━━━ EXCERPTED TEXT ━━━

Source: Nader.org

The Federal Reserve Board – our unaccountable Central Bank – needs more citizen and Congressional supervision. Fees from financial institutions fund its operations, not Congressional appropriations. It is as secret as it wants to be and that’s plenty. (See Secrets of the Temple: How the Federal Reserve Runs the Country by William Greider). Plus, the Fed can print money at will. In the past several years it has “produced” trillions of dollars that juiced the stock market’s speculation.

Back nearly 90 years ago, the influential British economist, John Maynard Keynes, warned about stock markets veering into speculation and away from investments to build the real economy. Today, he might view stock markets as the epitome of wasteful “casino capitalism.” They have very little to do with raising money for useful investments and everything to do with making bets, as in multi-tiered derivatives, puts, and options to make money from money. Most often using, in Justice Louis Brandeis’s phrase, “other people’s money,” the Wall Street gamblers reap lucrative fees from unproductive speculation.

Fed Chairman, Jerome H. Powell, has chosen to instill “confidence” in the stock markets and credit markets by injecting trillions of dollars into the financial system to reassure the Wall Street speculators that the Covid-19 pandemic won’t crash the money markets into chaos and bankruptcies.

But Powell, the Fed and the bankers who dominate the Fed and its regional branches have set the stage for this constant bailout of reckless bubbles and debt binges. By keeping interest rates too low, now near zero, they have encouraged non-financial companies to go deeper and deeper into riskier debt ($6.8 trillion and surging). Borrowing has been so cheap that some of this debt was incurred by companies just to buy back their stock! Stock buybacks do not produce anything but higher metrics for executive compensation (See article, Why Stock Buybacks Are Dangerous for the Economy by William Lazonick).

━━━ SOURCE DATA ━━━

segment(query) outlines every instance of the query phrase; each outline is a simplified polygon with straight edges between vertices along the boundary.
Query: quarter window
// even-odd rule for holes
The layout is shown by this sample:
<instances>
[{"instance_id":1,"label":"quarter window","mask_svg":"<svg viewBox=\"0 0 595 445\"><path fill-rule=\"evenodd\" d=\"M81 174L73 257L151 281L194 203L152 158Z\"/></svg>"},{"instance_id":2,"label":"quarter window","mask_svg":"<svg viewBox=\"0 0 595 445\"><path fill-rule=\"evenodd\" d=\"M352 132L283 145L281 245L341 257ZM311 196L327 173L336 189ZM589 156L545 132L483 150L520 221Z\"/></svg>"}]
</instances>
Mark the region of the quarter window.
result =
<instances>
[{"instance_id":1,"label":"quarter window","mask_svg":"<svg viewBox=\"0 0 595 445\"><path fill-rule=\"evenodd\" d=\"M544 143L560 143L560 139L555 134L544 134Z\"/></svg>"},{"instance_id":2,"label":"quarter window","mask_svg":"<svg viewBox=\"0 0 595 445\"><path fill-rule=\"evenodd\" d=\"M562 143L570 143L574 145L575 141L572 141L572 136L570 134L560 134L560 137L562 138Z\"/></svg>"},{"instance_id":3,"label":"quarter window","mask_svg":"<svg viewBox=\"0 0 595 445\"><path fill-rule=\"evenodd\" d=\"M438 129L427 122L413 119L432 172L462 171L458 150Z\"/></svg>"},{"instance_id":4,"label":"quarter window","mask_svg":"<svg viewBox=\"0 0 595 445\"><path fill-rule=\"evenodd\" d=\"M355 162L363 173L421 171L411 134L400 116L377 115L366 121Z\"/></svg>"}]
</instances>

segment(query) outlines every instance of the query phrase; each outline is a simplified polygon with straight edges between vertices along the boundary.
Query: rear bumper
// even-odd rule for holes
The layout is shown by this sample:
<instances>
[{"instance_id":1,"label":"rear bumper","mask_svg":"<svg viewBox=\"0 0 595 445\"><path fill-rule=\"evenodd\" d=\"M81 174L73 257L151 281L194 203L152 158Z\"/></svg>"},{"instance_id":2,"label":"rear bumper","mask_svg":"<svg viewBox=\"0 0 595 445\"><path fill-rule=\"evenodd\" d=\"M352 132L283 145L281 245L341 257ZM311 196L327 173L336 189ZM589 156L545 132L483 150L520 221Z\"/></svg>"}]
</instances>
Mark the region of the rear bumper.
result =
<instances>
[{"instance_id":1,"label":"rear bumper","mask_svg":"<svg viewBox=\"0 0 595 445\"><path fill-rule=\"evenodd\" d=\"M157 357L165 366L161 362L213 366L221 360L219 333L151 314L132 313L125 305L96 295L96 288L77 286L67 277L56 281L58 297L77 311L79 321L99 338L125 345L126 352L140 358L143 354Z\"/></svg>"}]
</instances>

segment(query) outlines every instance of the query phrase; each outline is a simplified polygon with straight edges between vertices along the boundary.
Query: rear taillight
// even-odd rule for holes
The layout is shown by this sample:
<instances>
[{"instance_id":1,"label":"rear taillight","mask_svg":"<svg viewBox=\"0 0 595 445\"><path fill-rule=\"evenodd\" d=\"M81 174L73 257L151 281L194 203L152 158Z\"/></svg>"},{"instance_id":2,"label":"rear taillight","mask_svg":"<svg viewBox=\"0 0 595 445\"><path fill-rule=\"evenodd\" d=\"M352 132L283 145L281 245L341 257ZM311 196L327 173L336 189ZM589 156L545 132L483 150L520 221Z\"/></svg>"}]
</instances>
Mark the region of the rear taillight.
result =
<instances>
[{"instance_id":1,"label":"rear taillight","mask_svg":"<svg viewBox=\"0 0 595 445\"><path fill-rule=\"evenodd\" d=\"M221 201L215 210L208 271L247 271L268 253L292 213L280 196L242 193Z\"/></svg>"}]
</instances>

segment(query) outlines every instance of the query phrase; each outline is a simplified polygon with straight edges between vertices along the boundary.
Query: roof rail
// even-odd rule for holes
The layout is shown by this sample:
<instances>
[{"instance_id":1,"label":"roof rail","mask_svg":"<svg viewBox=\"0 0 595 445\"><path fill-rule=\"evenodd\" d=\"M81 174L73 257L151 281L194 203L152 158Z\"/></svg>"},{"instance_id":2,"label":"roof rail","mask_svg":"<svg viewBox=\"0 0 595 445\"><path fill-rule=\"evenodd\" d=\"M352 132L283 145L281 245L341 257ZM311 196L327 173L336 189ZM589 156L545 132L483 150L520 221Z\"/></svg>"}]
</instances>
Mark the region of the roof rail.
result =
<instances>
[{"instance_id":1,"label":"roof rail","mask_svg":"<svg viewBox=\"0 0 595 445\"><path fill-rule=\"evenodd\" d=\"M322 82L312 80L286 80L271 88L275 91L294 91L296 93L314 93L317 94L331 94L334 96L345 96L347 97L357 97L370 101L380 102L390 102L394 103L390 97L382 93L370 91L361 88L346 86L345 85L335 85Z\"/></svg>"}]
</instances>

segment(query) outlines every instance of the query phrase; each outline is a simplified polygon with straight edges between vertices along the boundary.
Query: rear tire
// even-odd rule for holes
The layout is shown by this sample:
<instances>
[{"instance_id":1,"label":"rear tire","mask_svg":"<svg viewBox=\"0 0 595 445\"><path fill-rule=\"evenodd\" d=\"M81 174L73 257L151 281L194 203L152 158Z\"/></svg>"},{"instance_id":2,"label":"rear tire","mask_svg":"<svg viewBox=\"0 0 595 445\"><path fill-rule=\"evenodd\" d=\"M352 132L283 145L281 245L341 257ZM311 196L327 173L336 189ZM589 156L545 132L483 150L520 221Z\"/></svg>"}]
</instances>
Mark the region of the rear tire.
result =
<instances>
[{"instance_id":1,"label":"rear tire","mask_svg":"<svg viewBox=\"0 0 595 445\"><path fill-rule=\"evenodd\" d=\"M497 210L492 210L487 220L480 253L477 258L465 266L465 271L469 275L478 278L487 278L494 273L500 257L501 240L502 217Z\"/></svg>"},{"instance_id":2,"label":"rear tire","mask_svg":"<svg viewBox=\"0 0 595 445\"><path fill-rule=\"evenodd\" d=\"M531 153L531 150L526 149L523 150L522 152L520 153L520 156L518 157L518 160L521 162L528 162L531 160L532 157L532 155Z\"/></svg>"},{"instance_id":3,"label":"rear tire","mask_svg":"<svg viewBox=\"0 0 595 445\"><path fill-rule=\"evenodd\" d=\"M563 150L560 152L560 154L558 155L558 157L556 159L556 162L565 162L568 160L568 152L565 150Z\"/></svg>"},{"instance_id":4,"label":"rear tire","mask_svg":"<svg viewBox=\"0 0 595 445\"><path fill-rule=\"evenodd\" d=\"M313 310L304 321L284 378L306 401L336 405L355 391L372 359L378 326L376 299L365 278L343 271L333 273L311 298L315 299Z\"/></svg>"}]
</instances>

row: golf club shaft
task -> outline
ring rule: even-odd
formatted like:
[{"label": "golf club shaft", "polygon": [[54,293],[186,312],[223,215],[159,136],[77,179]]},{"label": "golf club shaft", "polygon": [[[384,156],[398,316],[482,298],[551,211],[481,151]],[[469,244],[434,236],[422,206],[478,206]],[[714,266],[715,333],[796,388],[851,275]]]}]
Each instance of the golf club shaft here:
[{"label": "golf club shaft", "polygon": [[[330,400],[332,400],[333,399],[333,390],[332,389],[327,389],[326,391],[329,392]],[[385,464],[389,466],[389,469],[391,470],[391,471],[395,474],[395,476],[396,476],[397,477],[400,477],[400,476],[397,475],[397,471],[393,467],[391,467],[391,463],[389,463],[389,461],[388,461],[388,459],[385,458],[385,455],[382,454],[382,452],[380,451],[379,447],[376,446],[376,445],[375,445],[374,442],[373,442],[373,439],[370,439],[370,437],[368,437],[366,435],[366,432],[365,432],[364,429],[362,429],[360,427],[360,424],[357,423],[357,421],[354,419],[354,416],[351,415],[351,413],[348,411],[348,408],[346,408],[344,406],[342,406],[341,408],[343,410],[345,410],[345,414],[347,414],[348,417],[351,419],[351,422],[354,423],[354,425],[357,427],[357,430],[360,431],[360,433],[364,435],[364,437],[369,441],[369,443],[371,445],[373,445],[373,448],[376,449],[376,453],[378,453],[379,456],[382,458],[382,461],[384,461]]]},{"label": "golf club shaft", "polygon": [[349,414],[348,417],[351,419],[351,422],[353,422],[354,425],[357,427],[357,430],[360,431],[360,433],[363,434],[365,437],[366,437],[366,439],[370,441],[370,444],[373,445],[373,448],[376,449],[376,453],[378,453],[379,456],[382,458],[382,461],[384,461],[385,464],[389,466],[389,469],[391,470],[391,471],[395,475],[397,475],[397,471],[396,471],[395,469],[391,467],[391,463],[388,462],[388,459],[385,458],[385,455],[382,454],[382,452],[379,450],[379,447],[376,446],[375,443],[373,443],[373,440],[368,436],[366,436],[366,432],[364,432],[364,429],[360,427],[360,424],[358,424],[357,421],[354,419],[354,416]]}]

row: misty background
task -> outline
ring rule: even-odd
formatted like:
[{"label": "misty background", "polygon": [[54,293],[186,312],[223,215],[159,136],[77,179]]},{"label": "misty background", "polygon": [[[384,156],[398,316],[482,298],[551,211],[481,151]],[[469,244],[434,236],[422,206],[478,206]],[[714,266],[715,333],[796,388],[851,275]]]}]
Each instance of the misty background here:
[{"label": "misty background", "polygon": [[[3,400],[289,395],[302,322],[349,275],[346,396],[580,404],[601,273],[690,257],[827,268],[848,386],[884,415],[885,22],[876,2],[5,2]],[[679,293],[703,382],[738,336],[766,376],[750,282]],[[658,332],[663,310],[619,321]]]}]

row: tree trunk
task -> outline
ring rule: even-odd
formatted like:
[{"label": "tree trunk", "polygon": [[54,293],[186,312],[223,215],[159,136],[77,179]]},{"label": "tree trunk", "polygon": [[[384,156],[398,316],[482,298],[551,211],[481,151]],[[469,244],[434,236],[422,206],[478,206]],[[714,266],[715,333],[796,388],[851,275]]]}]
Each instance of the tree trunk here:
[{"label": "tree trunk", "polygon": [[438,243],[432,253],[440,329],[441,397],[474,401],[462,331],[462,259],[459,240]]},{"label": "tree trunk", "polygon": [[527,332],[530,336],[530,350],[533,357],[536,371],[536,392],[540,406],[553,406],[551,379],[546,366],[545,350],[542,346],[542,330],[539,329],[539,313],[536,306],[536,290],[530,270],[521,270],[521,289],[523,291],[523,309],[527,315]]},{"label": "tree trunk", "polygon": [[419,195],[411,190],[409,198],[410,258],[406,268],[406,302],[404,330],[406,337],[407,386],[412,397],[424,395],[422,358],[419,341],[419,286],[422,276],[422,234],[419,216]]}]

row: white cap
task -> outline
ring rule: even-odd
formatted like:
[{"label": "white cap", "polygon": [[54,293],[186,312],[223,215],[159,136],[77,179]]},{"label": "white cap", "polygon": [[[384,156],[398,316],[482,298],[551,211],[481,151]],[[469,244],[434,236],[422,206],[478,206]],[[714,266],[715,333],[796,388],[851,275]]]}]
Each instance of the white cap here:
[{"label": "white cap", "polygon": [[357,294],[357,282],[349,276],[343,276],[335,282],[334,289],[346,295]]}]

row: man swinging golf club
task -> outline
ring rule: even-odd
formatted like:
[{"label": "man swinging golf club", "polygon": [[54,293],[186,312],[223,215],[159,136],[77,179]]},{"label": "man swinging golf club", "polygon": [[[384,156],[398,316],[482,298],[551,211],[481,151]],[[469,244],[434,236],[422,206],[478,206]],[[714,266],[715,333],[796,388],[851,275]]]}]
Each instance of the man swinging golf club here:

━━━

*WHAT IS NEEDED:* Pick up the article on the Federal Reserve above and continue it from its final sentence.

*OUTPUT OF THE EXERCISE:*
Powell has turned a deaf ear to tens of millions of Americans, with modest incomes, who together have trillions of dollars in money market and bank savings accounts and are getting almost nothing by way of interest income. The result is less consumer spending. Yet Powell arrogantly says he’s not even thinking about raising interest rates even to one percent. Lenders like this approach because the sky-high interest rates they charge are not regulated.

Meanwhile, this huge pile of money looking for some return on investment is being lured into the stock market further driving up price-to-earnings (P/E) ratios into nosebleed territory.

Powell shrugs and assures the big boys on Wall Street that the Fed will have their back without limits. In return, the corporations continue their unproductive speculation and what the New York Times called a Fed-driven “debt binge.”

To make matters worse, these trillions of dollars are chasing fewer listed companies on the stock exchanges. Mergers, acquisitions, bankruptcies, and raising money from cheap debt instead of equity, over the past 25 years have cut the number of companies listed on the New York Stock Exchange by half.

Note how little all these financial machinations directly help the average families in America. More money is controlled by the few than ever before, but little is going into productive investments in the creation of jobs and services sorely needed in this, shaky “real economy”.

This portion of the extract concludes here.